(What you will do)
a – Mark each statement about the Gear6 interview below yes or no, depending on whether it agrees with the text, and quote the words that decide it. (i) The CACHEfx appliance keeps cached data on internal mechanical disks. (ii) The CACHEfx appliance can be expanded while in use. (iii) Gear6 has firm plans to handle block-level traffic.
b – Answer these questions from the Gear6 interview below.
(i) How many employees does the company have?
(ii) What capability impresses most customers?
(iii) What customer setup is described as the sweet spot?

Gear6 trailblazing Network Caching

Earlier this week, I had great conversation with Gary Orenstien and Jack O’Brien at Gear6. Here are the excerpts from our conversation.

How is Gear6 doing?

Gear6 seems to be doing well. Several units are currently in field being evaluated by various customers. No specific number of units provided, just a wide range between 10 and 100. Company has over thirty employees and financially all set in the near term. Company has started to focus CACHEfx on financial analytics, energy and animation segments and will expand focus by the end of the year.

What are the benefits of network based caching?

Network caching enables increased cache utilization, flexibility and scalability. Caching is moving from end devices to network and becoming a network resource.

What one factor is attracting customers to your caching solution?

By nature of caching, the obvious benefit to customer is performance. Most customers who come to Gear6 have performance problems, variable workload and demand certain Quality of Service. The success rate is very good with evaluations by customers as CACHEfx appliance doesn’t require forklift replacement.

How is Gear6 doing caching?

CACHEfx appliance doesn’t use any conventional mechanical disk storage internally, 100% RAM cache and is pass through to persistent storage. Robust single purpose appliance designed to do one job and do that job very well.

The caching is performed intelligently. The intelligence focus on how and where data is placed within the appliance. There are extensive built-in statistics. Most customers are impressed by network sniffer like capability.

In the past, cache was a constrained resource. Now, focus is on right-sizing cache. CACHEfx expands from quarter TB to multi-TB, can be preloaded with data from persistent storage and adjust to variable I/O profile.

What are the reliability, availability and scalability features of CACHEfx appliance?

It is a clustered appliance, scalable from quarter TB to multi-TB. The appliance can be expanded on the fly. Also, appliance only acknowledges writes only when persistent storage sends acknowledgment.

Is the CACHEfx installed at D.E. Shaw working with Solaris cluster?

Gary declined to comment on infrastructure details of customer. He claimed customer pleased with the solution.

Any plans to introduce network caching for block-level traffic? The present product seems to focus on NFS only.

The present focus is on NFS, market is large enough. The sweet spot is where customer is using 100+ concurrent clients accessing single dataset, most tend to be NFS. No firm plans for addressing CIFS or block level traffic. The primary industry focus on financial analytic, energy and exploration, electronic design, animation, biotechnology, and media, primarily HPC oriented tasks.

(Given records)

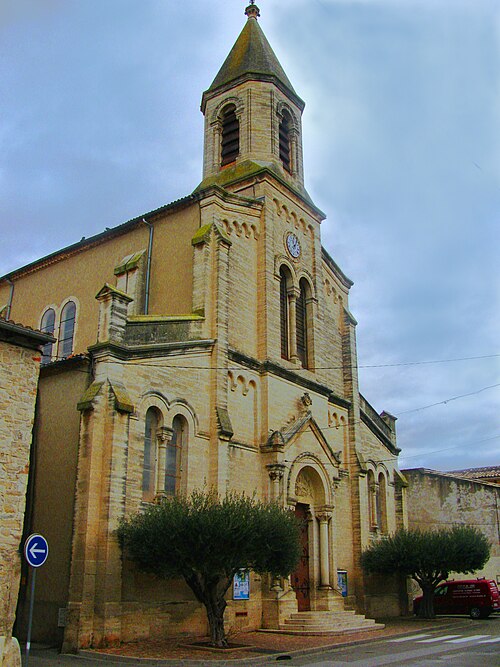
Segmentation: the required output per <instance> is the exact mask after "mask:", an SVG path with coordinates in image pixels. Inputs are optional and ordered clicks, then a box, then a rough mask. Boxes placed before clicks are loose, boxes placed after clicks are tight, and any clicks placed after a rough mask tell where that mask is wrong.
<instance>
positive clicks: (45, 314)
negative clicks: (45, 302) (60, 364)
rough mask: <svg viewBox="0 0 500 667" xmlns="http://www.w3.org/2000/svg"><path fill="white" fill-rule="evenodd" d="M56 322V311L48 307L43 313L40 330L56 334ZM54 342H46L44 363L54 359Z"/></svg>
mask: <svg viewBox="0 0 500 667" xmlns="http://www.w3.org/2000/svg"><path fill="white" fill-rule="evenodd" d="M55 324H56V313H55V310H54V309H53V308H47V310H46V311H45V312H44V314H43V315H42V322H41V324H40V331H43V333H48V334H50V335H51V336H53V335H54V328H55ZM53 345H54V344H53V343H45V345H44V346H43V348H42V364H48V363H50V361H51V360H52V347H53Z"/></svg>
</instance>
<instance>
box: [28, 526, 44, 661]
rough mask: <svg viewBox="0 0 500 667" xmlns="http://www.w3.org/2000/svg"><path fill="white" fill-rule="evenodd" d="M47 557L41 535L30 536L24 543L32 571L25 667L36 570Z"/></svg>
mask: <svg viewBox="0 0 500 667" xmlns="http://www.w3.org/2000/svg"><path fill="white" fill-rule="evenodd" d="M48 555H49V545H48V542H47V540H46V539H45V537H43V535H38V534H37V533H34V534H33V535H30V536H29V537H28V539H27V540H26V542H25V543H24V557H25V558H26V560H27V561H28V565H30V566H31V567H32V568H33V570H32V572H33V574H32V577H31V597H30V613H29V620H28V636H27V638H26V663H25V667H28V662H29V657H30V644H31V626H32V624H33V604H34V602H35V581H36V570H37V568H39V567H40V566H41V565H43V564H44V563H45V561H46V560H47V557H48Z"/></svg>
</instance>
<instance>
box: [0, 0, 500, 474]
mask: <svg viewBox="0 0 500 667" xmlns="http://www.w3.org/2000/svg"><path fill="white" fill-rule="evenodd" d="M258 4H259V6H260V9H261V14H262V16H261V19H260V25H261V27H262V28H263V30H264V32H265V33H266V36H267V37H268V39H269V41H270V43H271V45H272V46H273V48H274V50H275V52H276V54H277V56H278V58H279V60H280V62H281V64H282V65H283V67H284V69H285V71H286V72H287V74H288V76H289V78H290V80H291V82H292V84H293V86H294V88H295V90H296V91H297V93H298V94H299V95H300V96H301V97H302V98H303V99H304V100H305V102H306V109H305V111H304V116H303V123H304V156H305V178H306V187H307V189H308V191H309V193H310V195H311V196H312V198H313V201H314V202H315V203H316V205H317V206H319V208H321V209H322V210H323V211H325V213H326V214H327V219H326V220H325V222H324V223H323V226H322V233H323V244H324V245H325V247H326V249H327V250H328V252H329V253H330V254H331V255H332V257H333V258H334V259H335V261H336V262H337V263H338V264H339V265H340V267H341V268H342V269H343V271H344V272H345V273H346V274H347V275H348V276H349V277H350V278H351V279H352V280H353V281H354V287H353V288H352V289H351V299H350V307H351V311H352V313H353V314H354V316H355V317H356V319H357V321H358V323H359V324H358V328H357V336H358V354H359V365H360V386H361V391H362V393H363V394H364V395H365V397H366V398H367V399H368V400H369V401H370V402H371V403H372V405H373V406H374V407H375V408H376V409H377V411H378V412H381V411H382V410H387V411H389V412H391V413H393V414H394V415H396V416H398V422H397V428H398V437H399V446H400V447H401V448H402V450H403V451H402V454H401V456H400V459H401V460H400V464H401V467H403V468H405V467H407V468H410V467H411V468H413V467H420V466H424V467H427V468H434V469H440V470H452V469H457V468H466V467H478V466H482V465H495V464H496V465H499V464H500V455H499V451H500V438H499V436H500V424H499V406H500V392H499V387H498V386H497V387H493V385H497V384H498V383H499V382H500V379H499V375H500V373H499V370H500V357H499V356H498V355H499V354H500V344H499V330H500V322H499V319H500V317H499V313H500V309H499V306H500V288H499V269H498V267H499V264H500V262H499V259H500V258H499V250H498V248H499V244H498V241H499V233H498V232H499V224H498V220H499V217H500V2H498V0H286V2H285V0H260V2H258ZM245 5H246V3H245V1H244V0H243V1H241V0H206V1H203V0H184V1H183V2H177V1H174V0H1V2H0V229H1V240H2V243H1V248H2V250H1V256H0V275H3V274H5V273H7V272H8V271H10V270H13V269H15V268H17V267H19V266H21V265H24V264H26V263H28V262H30V261H33V260H35V259H37V258H39V257H41V256H43V255H46V254H48V253H50V252H52V251H54V250H57V249H60V248H62V247H64V246H66V245H69V244H71V243H73V242H75V241H78V240H80V239H81V238H82V236H87V237H88V236H91V235H93V234H96V233H98V232H100V231H103V230H104V228H105V227H112V226H114V225H117V224H120V223H122V222H124V221H126V220H129V219H131V218H133V217H135V216H137V215H140V214H141V213H145V212H147V211H149V210H152V209H155V208H157V207H158V206H161V205H162V204H166V203H168V202H170V201H173V200H175V199H177V198H179V197H182V196H184V195H187V194H189V193H190V192H191V191H192V190H193V189H194V188H195V187H196V186H197V185H198V183H199V182H200V180H201V168H202V139H203V117H202V114H201V113H200V111H199V104H200V100H201V94H202V92H203V90H205V89H206V88H208V86H209V85H210V83H211V81H212V79H213V78H214V76H215V75H216V73H217V71H218V69H219V67H220V66H221V64H222V62H223V60H224V59H225V57H226V55H227V54H228V52H229V50H230V48H231V46H232V45H233V43H234V41H235V40H236V38H237V36H238V34H239V32H240V30H241V29H242V27H243V25H244V22H245V20H246V17H245V16H244V8H245ZM495 355H497V356H495ZM481 357H482V358H481ZM449 360H454V361H449ZM411 362H435V363H418V364H413V363H411ZM464 395H466V396H464ZM445 401H446V402H445ZM434 404H437V405H434ZM428 406H433V407H428Z"/></svg>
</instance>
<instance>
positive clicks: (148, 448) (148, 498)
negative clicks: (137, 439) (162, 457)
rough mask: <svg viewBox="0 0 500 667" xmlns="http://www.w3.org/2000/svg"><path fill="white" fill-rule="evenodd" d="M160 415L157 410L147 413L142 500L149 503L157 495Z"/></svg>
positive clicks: (144, 435) (152, 410) (146, 416)
mask: <svg viewBox="0 0 500 667" xmlns="http://www.w3.org/2000/svg"><path fill="white" fill-rule="evenodd" d="M158 426H159V413H158V410H157V409H156V408H149V409H148V411H147V412H146V424H145V428H144V464H143V469H142V499H143V500H145V501H147V502H149V501H151V500H153V498H154V497H155V494H156V481H155V478H156V455H157V442H156V438H157V433H158Z"/></svg>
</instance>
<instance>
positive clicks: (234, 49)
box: [206, 17, 297, 97]
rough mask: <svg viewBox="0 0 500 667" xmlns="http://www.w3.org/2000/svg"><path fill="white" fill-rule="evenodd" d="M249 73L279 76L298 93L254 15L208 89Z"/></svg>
mask: <svg viewBox="0 0 500 667" xmlns="http://www.w3.org/2000/svg"><path fill="white" fill-rule="evenodd" d="M248 74H252V75H256V76H259V75H260V76H263V77H266V78H267V77H272V78H274V79H277V81H278V82H280V83H281V84H282V85H283V86H284V87H285V88H287V89H288V90H289V91H290V92H291V93H292V94H293V95H294V96H295V97H296V96H297V93H296V92H295V91H294V89H293V86H292V84H291V83H290V81H289V79H288V77H287V75H286V74H285V71H284V69H283V68H282V66H281V65H280V63H279V61H278V58H277V57H276V55H275V53H274V51H273V50H272V48H271V45H270V44H269V42H268V41H267V38H266V36H265V35H264V32H263V31H262V29H261V27H260V25H259V23H258V22H257V19H255V18H252V17H251V18H249V19H248V20H247V22H246V23H245V26H244V28H243V30H242V31H241V33H240V35H239V37H238V39H237V40H236V42H235V44H234V46H233V48H232V49H231V51H230V52H229V55H228V57H227V58H226V60H225V61H224V63H223V65H222V67H221V68H220V70H219V73H218V74H217V76H216V77H215V79H214V80H213V81H212V85H211V86H210V88H209V89H208V90H207V91H206V92H207V93H211V92H213V91H215V90H217V89H218V88H221V87H223V86H227V85H228V84H230V83H232V82H233V81H236V80H237V79H239V78H241V77H243V76H245V75H248Z"/></svg>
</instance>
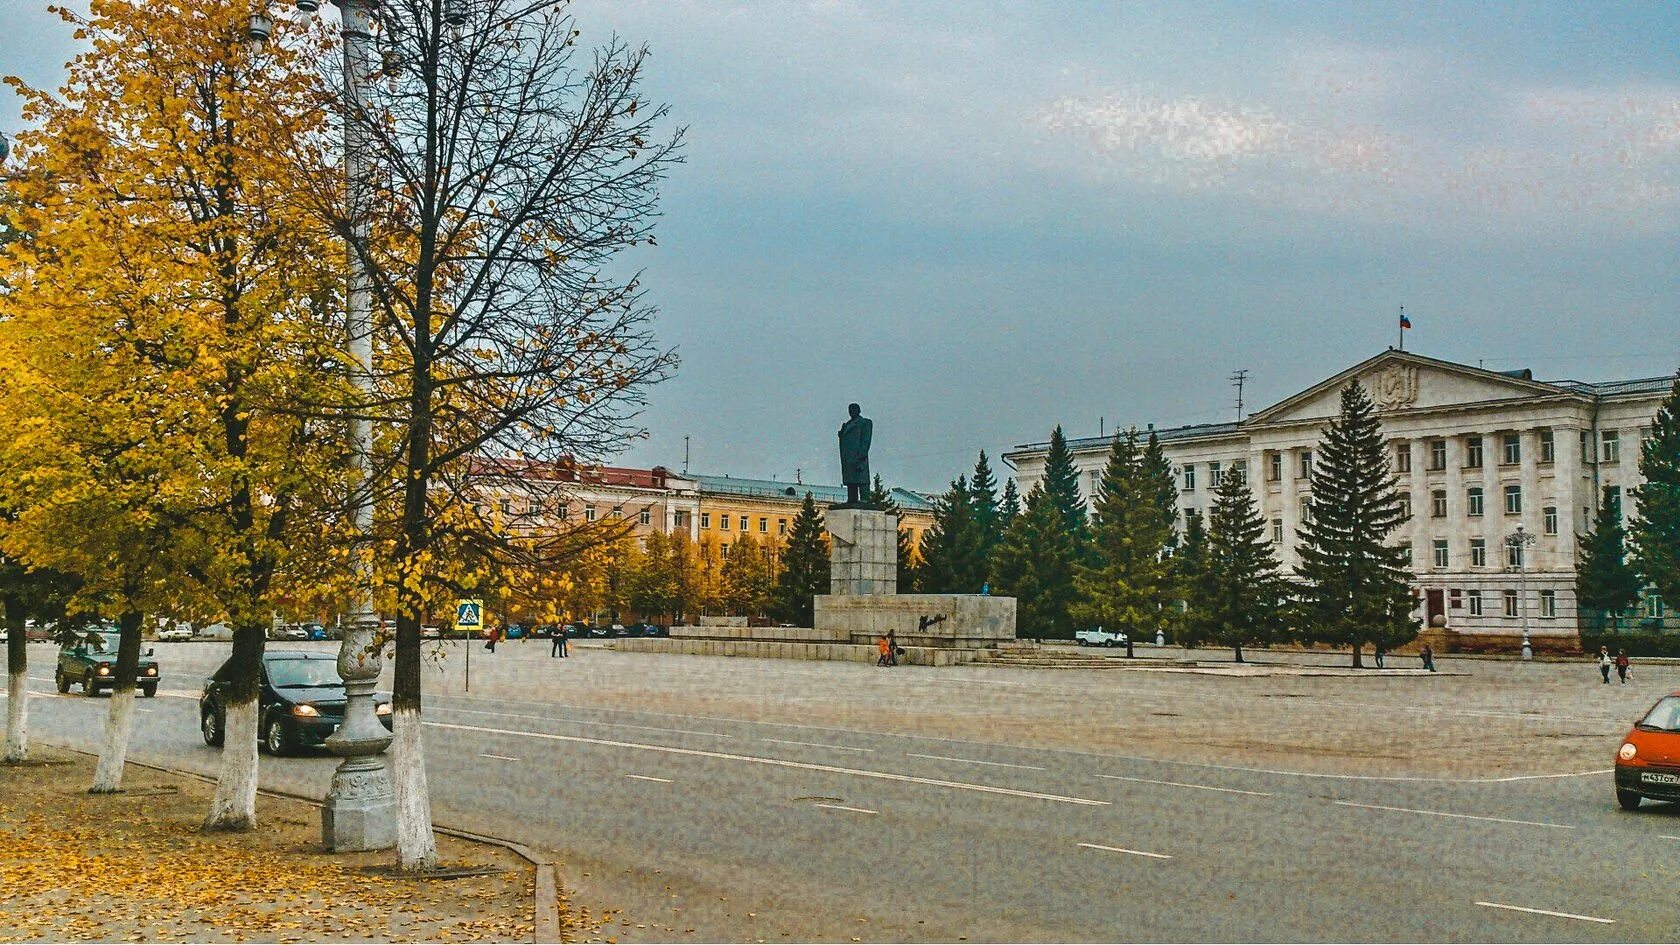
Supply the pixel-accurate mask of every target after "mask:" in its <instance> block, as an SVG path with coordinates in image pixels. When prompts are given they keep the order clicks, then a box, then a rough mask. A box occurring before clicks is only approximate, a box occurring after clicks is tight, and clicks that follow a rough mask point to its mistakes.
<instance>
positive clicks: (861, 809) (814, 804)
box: [811, 804, 880, 814]
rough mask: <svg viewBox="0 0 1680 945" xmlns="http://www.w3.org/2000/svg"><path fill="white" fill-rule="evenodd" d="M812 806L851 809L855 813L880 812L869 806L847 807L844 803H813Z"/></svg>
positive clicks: (851, 811)
mask: <svg viewBox="0 0 1680 945" xmlns="http://www.w3.org/2000/svg"><path fill="white" fill-rule="evenodd" d="M811 807H823V809H827V810H850V812H853V814H880V810H870V809H867V807H847V805H843V804H813V805H811Z"/></svg>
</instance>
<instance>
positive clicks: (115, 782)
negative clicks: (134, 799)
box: [87, 689, 134, 794]
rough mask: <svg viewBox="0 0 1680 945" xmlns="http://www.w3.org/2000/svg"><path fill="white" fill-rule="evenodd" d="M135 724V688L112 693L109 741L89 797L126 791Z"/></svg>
mask: <svg viewBox="0 0 1680 945" xmlns="http://www.w3.org/2000/svg"><path fill="white" fill-rule="evenodd" d="M133 723H134V689H119V691H114V693H111V711H109V713H108V715H106V740H104V745H101V747H99V767H97V768H94V785H92V787H89V789H87V792H89V794H114V792H118V790H123V765H124V762H128V733H129V731H131V730H133Z"/></svg>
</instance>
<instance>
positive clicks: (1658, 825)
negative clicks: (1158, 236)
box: [32, 641, 1680, 942]
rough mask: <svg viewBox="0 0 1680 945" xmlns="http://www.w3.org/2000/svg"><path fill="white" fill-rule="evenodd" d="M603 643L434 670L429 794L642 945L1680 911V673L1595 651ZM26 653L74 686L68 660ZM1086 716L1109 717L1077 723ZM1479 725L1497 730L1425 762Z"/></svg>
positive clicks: (1152, 934)
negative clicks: (692, 656)
mask: <svg viewBox="0 0 1680 945" xmlns="http://www.w3.org/2000/svg"><path fill="white" fill-rule="evenodd" d="M276 646H282V644H276ZM158 652H160V656H161V657H165V666H166V669H165V671H166V674H168V679H166V681H165V694H163V696H161V698H160V700H155V701H150V703H143V708H144V710H150V711H148V713H146V715H141V716H139V726H138V728H136V743H134V757H138V758H139V760H160V762H166V763H175V765H180V767H190V768H195V770H205V772H213V763H215V755H213V752H212V750H210V748H205V747H203V745H202V743H200V742H198V738H197V716H195V703H193V696H197V683H198V678H202V676H203V674H205V673H208V671H210V669H213V664H215V663H218V661H220V657H222V656H223V654H225V644H223V646H215V647H212V646H205V644H183V646H178V647H165V646H160V651H158ZM576 652H578V656H576V657H575V659H571V661H548V656H546V654H548V644H546V642H544V641H534V642H531V644H521V642H507V644H504V646H502V647H499V652H497V654H486V652H482V651H475V652H474V691H472V693H470V694H467V693H460V691H454V689H459V688H460V686H459V679H455V676H457V674H459V673H460V669H462V664H460V661H459V659H450V661H447V663H444V664H442V669H440V671H437V674H435V676H428V681H427V684H428V686H432V691H433V694H430V696H428V700H427V720H428V723H430V725H428V731H427V752H428V767H430V777H432V787H433V790H435V799H433V804H435V810H437V814H438V817H440V819H447V821H449V822H452V824H457V826H462V827H465V829H474V831H482V832H492V834H497V836H507V837H514V839H519V841H522V842H528V844H534V846H543V847H549V849H554V851H558V854H559V856H561V859H563V863H564V864H566V866H568V869H566V873H564V874H563V879H564V881H566V883H568V884H571V886H575V888H578V891H580V895H581V898H583V900H585V901H588V900H595V901H598V903H600V905H610V906H618V908H625V910H627V915H628V916H632V921H630V925H627V927H623V928H622V930H620V935H618V938H620V940H712V938H721V940H754V938H763V940H780V938H815V940H838V942H847V940H850V938H852V937H857V938H862V940H959V938H968V940H973V942H979V940H1147V938H1164V940H1179V938H1196V940H1236V938H1243V940H1329V938H1339V940H1388V938H1399V940H1410V938H1418V940H1448V938H1455V940H1458V938H1470V940H1541V938H1544V940H1583V942H1593V940H1628V938H1672V937H1673V932H1675V928H1677V927H1680V906H1675V905H1673V896H1672V890H1673V884H1675V879H1677V878H1680V876H1677V869H1675V866H1672V864H1673V861H1675V853H1677V844H1680V839H1675V837H1680V816H1677V814H1675V810H1673V809H1668V807H1655V805H1646V809H1645V810H1641V812H1640V814H1623V812H1620V810H1616V809H1614V800H1613V797H1611V789H1609V775H1608V773H1606V772H1604V768H1608V767H1609V765H1608V758H1609V753H1611V752H1613V750H1614V743H1616V736H1618V735H1620V733H1621V730H1623V728H1625V721H1626V720H1628V718H1631V715H1633V713H1635V711H1638V708H1643V706H1645V705H1648V703H1650V701H1653V700H1655V694H1656V691H1658V689H1662V688H1665V684H1673V683H1675V679H1663V678H1660V671H1655V668H1653V671H1650V673H1645V678H1641V684H1640V686H1630V688H1626V691H1625V689H1620V688H1604V689H1608V691H1601V689H1588V691H1586V693H1579V691H1576V689H1579V688H1581V686H1579V684H1576V681H1574V678H1572V676H1571V674H1569V671H1571V668H1569V666H1562V668H1552V671H1549V673H1551V674H1527V676H1524V674H1525V673H1530V669H1532V668H1529V666H1510V664H1492V666H1494V668H1495V669H1494V671H1487V673H1485V671H1483V666H1488V664H1480V663H1478V664H1475V666H1473V668H1472V671H1473V673H1475V676H1472V678H1467V679H1463V681H1445V679H1406V681H1398V679H1376V678H1374V679H1352V681H1344V679H1273V681H1260V679H1196V681H1194V683H1184V681H1183V679H1174V681H1171V683H1169V684H1166V686H1156V683H1154V681H1147V683H1146V681H1142V679H1139V676H1137V674H1122V676H1124V679H1119V681H1116V679H1112V676H1114V674H1104V673H1079V671H1063V673H1030V671H998V669H993V671H986V669H979V668H949V669H900V671H874V669H872V668H852V666H845V664H815V666H813V664H785V663H771V661H731V659H706V657H662V656H647V654H613V652H608V651H600V649H591V647H578V649H576ZM32 657H34V659H35V671H34V673H32V676H37V678H39V679H37V681H35V688H37V689H39V691H49V689H50V661H49V659H50V651H47V649H44V647H35V649H34V651H32ZM837 671H838V673H837ZM1584 671H1586V673H1591V668H1584ZM1097 676H1100V679H1097ZM452 679H455V684H452V683H450V681H452ZM1351 686H1364V689H1351ZM1446 686H1452V688H1446ZM445 691H447V693H449V694H445ZM1488 693H1492V694H1494V698H1488ZM1068 701H1072V703H1074V705H1079V706H1082V710H1084V711H1082V713H1077V715H1062V713H1060V708H1062V706H1063V705H1067V703H1068ZM1280 705H1287V706H1289V708H1287V710H1280V708H1278V706H1280ZM1633 706H1638V708H1633ZM102 710H104V701H102V700H84V698H81V696H47V698H44V700H42V701H40V703H39V705H37V708H35V711H34V713H32V720H34V725H35V731H37V736H40V738H44V740H50V742H60V743H67V745H74V747H84V745H94V743H96V738H97V731H99V725H101V721H102V715H104V713H102ZM679 710H687V711H679ZM1156 713H1161V715H1156ZM1116 720H1121V721H1116ZM1144 720H1147V721H1144ZM1220 720H1228V725H1221V721H1220ZM1122 721H1124V723H1122ZM981 723H984V725H981ZM1144 725H1147V726H1151V728H1149V733H1147V736H1144V731H1141V728H1142V726H1144ZM976 726H979V728H981V730H979V731H973V730H974V728H976ZM1154 726H1161V730H1168V728H1171V730H1176V743H1173V742H1164V740H1163V738H1159V736H1158V735H1156V728H1154ZM1420 726H1426V728H1421V730H1420ZM1127 731H1132V733H1134V735H1137V736H1136V738H1132V740H1129V742H1127V738H1126V733H1127ZM1354 733H1357V736H1356V738H1354V736H1352V735H1354ZM1463 733H1480V738H1482V742H1480V743H1472V745H1462V747H1458V750H1455V752H1452V753H1450V758H1446V760H1445V762H1441V760H1440V758H1428V757H1425V750H1426V748H1433V747H1438V745H1441V743H1443V742H1445V740H1446V738H1457V736H1460V735H1463ZM1248 735H1258V745H1257V747H1253V748H1250V747H1247V745H1243V743H1242V740H1243V738H1245V736H1248ZM1284 735H1287V742H1285V740H1284V738H1282V736H1284ZM1341 738H1346V740H1347V745H1337V740H1341ZM1384 738H1386V740H1393V742H1394V745H1386V743H1384ZM1116 745H1117V747H1119V748H1121V750H1116ZM1174 745H1176V747H1174ZM1292 745H1300V747H1307V750H1299V752H1292V748H1290V747H1292ZM1606 745H1608V748H1606ZM1164 747H1166V748H1168V750H1163V748H1164ZM1477 755H1480V758H1482V763H1468V760H1470V758H1475V757H1477ZM331 767H333V758H331V757H324V755H323V757H311V758H264V782H265V784H269V785H274V787H282V789H287V790H301V792H312V794H319V792H321V790H324V787H326V780H328V777H329V772H331ZM1492 779H1520V780H1492ZM585 873H588V876H585ZM1524 910H1532V911H1524ZM749 913H756V915H749ZM858 920H862V921H858ZM635 925H643V927H645V928H635ZM689 928H692V930H694V932H692V933H689V932H685V930H689ZM667 930H669V932H667Z"/></svg>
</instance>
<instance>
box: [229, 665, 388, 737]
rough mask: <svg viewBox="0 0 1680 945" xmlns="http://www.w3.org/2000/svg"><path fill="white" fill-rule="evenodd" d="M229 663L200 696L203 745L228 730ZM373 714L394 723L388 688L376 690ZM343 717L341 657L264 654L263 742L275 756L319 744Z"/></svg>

(List of solutions)
a –
(i) No: "CACHEfx appliance doesn’t use any conventional mechanical disk storage internally, 100% RAM cache"
(ii) Yes: "The appliance can be expanded on the fly."
(iii) No: "No firm plans for addressing CIFS or block level traffic."

b –
(i) Over thirty.
(ii) Its network sniffer like capability.
(iii) A customer using 100+ concurrent clients accessing a single dataset.